• Exercise objective
Please state how many lines in the records below contain the word "flooring"; the answer should be a number and nothing else.

• Natural language region descriptions
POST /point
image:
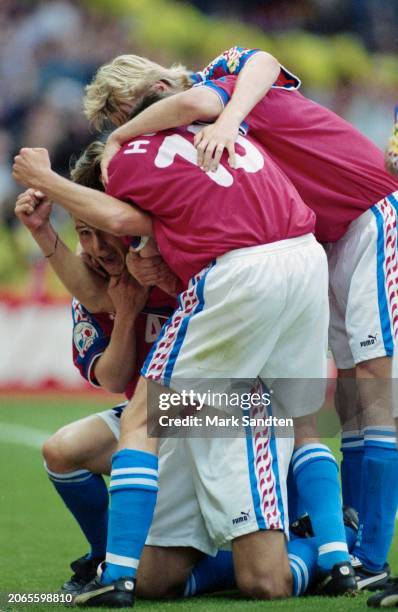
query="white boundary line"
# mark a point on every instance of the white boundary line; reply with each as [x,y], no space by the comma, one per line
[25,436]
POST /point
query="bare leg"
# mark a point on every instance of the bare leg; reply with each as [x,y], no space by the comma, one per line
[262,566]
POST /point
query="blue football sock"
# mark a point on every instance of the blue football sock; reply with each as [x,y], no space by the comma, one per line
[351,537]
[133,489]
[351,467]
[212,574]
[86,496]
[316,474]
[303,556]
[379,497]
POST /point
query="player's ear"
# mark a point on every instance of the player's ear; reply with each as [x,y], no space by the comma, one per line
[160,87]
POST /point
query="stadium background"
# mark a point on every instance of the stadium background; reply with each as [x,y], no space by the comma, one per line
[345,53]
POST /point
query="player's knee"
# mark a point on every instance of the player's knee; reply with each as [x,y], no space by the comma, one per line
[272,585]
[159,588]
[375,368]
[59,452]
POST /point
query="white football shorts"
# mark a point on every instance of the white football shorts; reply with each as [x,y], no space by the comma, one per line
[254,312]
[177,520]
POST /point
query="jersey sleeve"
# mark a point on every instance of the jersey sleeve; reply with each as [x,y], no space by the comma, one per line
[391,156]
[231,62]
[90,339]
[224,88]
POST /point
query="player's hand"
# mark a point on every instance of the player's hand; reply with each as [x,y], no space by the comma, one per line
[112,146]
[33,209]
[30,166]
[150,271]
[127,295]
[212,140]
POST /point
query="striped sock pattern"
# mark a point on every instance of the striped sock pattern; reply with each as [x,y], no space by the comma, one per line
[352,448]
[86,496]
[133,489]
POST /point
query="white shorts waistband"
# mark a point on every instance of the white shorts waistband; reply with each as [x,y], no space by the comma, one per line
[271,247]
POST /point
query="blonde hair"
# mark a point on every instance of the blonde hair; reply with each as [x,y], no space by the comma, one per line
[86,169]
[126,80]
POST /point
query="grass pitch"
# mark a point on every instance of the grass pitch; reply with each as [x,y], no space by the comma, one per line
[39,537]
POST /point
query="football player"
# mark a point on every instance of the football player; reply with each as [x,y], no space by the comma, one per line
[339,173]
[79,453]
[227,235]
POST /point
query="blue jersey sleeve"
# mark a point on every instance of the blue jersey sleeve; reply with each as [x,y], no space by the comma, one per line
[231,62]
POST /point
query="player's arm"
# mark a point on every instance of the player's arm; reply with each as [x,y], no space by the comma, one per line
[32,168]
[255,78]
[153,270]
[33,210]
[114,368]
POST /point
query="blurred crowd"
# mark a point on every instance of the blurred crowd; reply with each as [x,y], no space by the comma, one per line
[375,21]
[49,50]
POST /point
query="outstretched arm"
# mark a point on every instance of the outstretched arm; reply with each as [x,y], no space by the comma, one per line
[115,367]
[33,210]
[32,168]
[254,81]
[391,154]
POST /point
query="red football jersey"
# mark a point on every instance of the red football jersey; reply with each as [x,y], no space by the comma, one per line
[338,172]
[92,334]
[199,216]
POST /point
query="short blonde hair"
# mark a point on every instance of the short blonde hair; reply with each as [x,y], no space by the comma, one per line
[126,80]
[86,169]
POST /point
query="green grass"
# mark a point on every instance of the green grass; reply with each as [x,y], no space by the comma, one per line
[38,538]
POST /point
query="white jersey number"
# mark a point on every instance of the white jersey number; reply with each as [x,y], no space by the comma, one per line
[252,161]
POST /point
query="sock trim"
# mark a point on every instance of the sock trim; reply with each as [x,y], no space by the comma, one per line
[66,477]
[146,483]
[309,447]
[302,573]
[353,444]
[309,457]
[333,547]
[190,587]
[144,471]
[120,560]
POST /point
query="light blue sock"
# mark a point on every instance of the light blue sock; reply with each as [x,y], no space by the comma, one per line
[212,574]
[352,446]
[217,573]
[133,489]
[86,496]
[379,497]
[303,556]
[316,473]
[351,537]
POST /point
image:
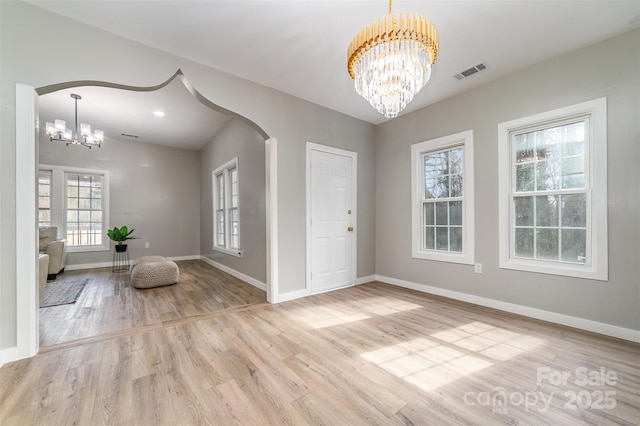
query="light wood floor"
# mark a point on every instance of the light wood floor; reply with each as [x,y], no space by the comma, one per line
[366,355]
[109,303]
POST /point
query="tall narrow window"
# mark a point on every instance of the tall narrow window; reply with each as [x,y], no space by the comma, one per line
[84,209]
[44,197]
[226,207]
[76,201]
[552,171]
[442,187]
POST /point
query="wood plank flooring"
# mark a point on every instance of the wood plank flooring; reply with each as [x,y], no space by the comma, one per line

• Output for this task
2